[Box annotations for photos]
:::::

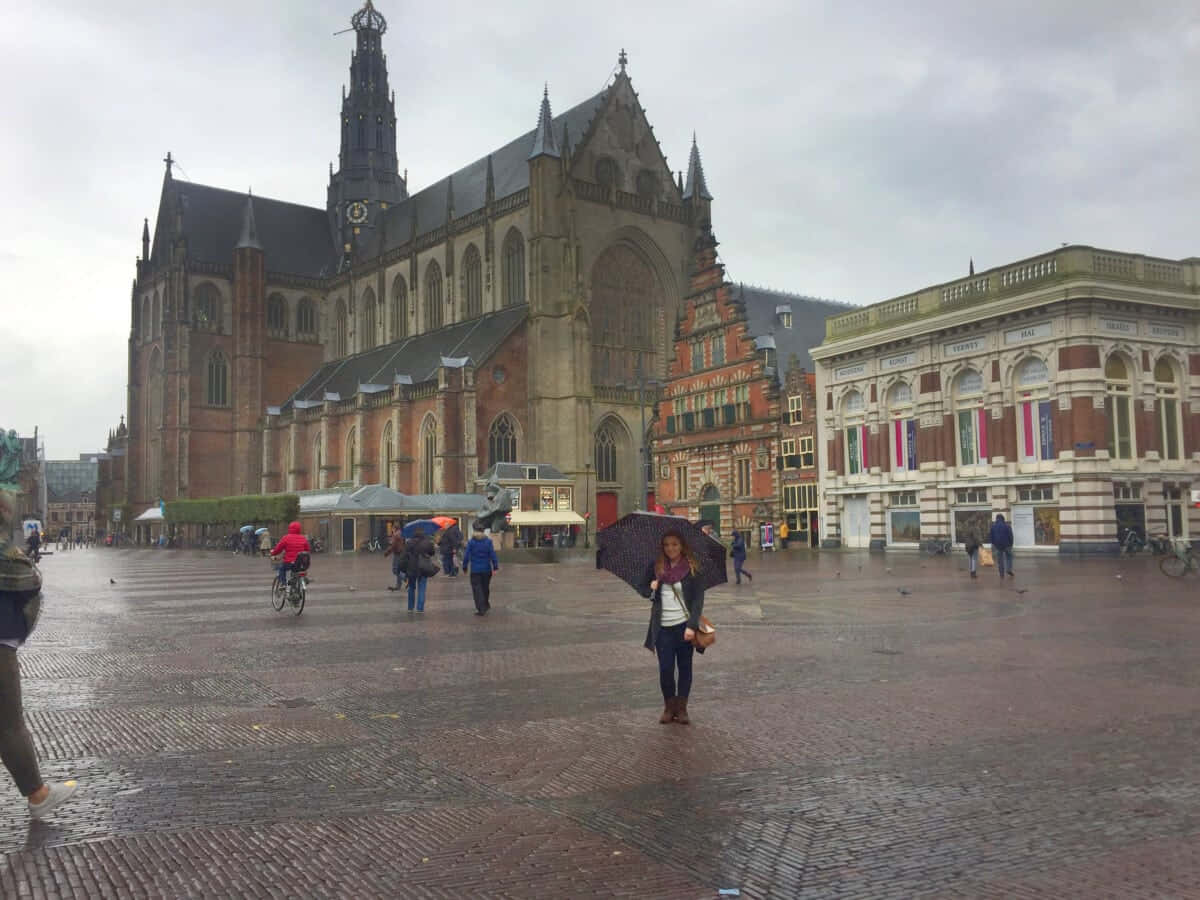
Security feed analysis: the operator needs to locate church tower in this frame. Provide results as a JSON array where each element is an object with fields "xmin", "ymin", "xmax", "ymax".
[{"xmin": 326, "ymin": 0, "xmax": 408, "ymax": 256}]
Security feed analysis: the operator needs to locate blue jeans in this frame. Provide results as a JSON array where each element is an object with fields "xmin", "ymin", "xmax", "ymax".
[
  {"xmin": 408, "ymin": 575, "xmax": 428, "ymax": 612},
  {"xmin": 995, "ymin": 547, "xmax": 1013, "ymax": 578}
]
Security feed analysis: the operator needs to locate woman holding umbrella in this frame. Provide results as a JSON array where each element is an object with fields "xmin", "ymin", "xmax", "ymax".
[{"xmin": 642, "ymin": 529, "xmax": 704, "ymax": 725}]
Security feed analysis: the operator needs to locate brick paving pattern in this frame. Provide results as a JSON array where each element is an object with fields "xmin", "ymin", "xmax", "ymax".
[{"xmin": 0, "ymin": 550, "xmax": 1200, "ymax": 898}]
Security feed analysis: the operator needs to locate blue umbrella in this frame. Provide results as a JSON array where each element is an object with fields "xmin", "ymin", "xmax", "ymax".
[{"xmin": 400, "ymin": 518, "xmax": 442, "ymax": 538}]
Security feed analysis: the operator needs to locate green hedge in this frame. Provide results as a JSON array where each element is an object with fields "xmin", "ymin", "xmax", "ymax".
[{"xmin": 166, "ymin": 493, "xmax": 300, "ymax": 527}]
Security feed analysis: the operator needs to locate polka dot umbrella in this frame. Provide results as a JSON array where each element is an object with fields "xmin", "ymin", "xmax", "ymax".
[{"xmin": 596, "ymin": 512, "xmax": 728, "ymax": 594}]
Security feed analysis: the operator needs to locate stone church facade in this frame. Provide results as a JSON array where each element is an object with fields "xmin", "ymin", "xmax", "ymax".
[{"xmin": 121, "ymin": 1, "xmax": 712, "ymax": 526}]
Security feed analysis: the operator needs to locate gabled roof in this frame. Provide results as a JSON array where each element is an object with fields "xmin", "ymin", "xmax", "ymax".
[
  {"xmin": 372, "ymin": 91, "xmax": 607, "ymax": 253},
  {"xmin": 150, "ymin": 178, "xmax": 337, "ymax": 278},
  {"xmin": 734, "ymin": 284, "xmax": 850, "ymax": 373},
  {"xmin": 283, "ymin": 305, "xmax": 528, "ymax": 409}
]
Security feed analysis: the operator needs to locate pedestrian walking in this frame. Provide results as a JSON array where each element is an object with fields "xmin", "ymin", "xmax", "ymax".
[
  {"xmin": 988, "ymin": 512, "xmax": 1015, "ymax": 578},
  {"xmin": 730, "ymin": 532, "xmax": 754, "ymax": 584},
  {"xmin": 641, "ymin": 530, "xmax": 704, "ymax": 725},
  {"xmin": 962, "ymin": 526, "xmax": 983, "ymax": 578},
  {"xmin": 0, "ymin": 494, "xmax": 78, "ymax": 818},
  {"xmin": 383, "ymin": 528, "xmax": 404, "ymax": 590},
  {"xmin": 462, "ymin": 526, "xmax": 500, "ymax": 616},
  {"xmin": 404, "ymin": 528, "xmax": 438, "ymax": 612},
  {"xmin": 438, "ymin": 522, "xmax": 466, "ymax": 578}
]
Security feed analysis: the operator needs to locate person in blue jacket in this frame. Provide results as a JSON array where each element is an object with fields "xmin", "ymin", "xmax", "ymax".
[
  {"xmin": 988, "ymin": 512, "xmax": 1015, "ymax": 578},
  {"xmin": 462, "ymin": 526, "xmax": 500, "ymax": 616}
]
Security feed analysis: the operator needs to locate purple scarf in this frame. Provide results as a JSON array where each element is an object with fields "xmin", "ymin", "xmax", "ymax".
[{"xmin": 659, "ymin": 557, "xmax": 691, "ymax": 584}]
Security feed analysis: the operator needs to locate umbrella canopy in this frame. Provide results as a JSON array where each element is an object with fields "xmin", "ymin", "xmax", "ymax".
[
  {"xmin": 400, "ymin": 518, "xmax": 442, "ymax": 538},
  {"xmin": 596, "ymin": 512, "xmax": 728, "ymax": 590}
]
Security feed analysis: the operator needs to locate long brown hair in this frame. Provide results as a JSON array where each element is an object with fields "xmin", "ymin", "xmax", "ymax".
[{"xmin": 654, "ymin": 528, "xmax": 700, "ymax": 575}]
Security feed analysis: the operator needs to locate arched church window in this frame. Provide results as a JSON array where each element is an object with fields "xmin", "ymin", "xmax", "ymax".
[
  {"xmin": 487, "ymin": 413, "xmax": 517, "ymax": 468},
  {"xmin": 296, "ymin": 296, "xmax": 317, "ymax": 335},
  {"xmin": 192, "ymin": 282, "xmax": 221, "ymax": 331},
  {"xmin": 266, "ymin": 294, "xmax": 288, "ymax": 334},
  {"xmin": 502, "ymin": 228, "xmax": 524, "ymax": 306},
  {"xmin": 595, "ymin": 422, "xmax": 617, "ymax": 481},
  {"xmin": 462, "ymin": 244, "xmax": 484, "ymax": 319},
  {"xmin": 391, "ymin": 275, "xmax": 408, "ymax": 341},
  {"xmin": 425, "ymin": 259, "xmax": 442, "ymax": 331},
  {"xmin": 334, "ymin": 299, "xmax": 349, "ymax": 356},
  {"xmin": 208, "ymin": 350, "xmax": 229, "ymax": 407},
  {"xmin": 359, "ymin": 288, "xmax": 376, "ymax": 350}
]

:::::

- _What is required_
Find each line in the records above that contains the string "church" with the same capitalization, and copy those lines.

- _Output of the task_
Security feed analysis: the operator needs to locate church tower in this frame. Provide results as a JSON array where each element is an object with fields "xmin", "ymin", "xmax", "ymax".
Security feed analysis: the operator needs to locate stone church facade in this frame. Provide results as a JSON array where each element is an object with fields "xmin", "ymin", "xmax", "ymax".
Security feed analysis: the operator needs to locate arched church window in this frame. Provide results as a JSON array where each element is an object with fields "xmin", "ymin", "xmax", "ymax".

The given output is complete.